---------- DATASET CONTENT ----------
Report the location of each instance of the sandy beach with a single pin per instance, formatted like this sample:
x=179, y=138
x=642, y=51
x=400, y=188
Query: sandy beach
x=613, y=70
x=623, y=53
----------
__EXERCISE OBJECTIVE__
The records above should be duplicated in full, exactly as given.

__WRITTEN RESPONSE__
Report the location of each instance of the sandy beach with a single pin per instance, formatted like this sample:
x=179, y=138
x=642, y=51
x=400, y=188
Query: sandy beach
x=613, y=70
x=623, y=53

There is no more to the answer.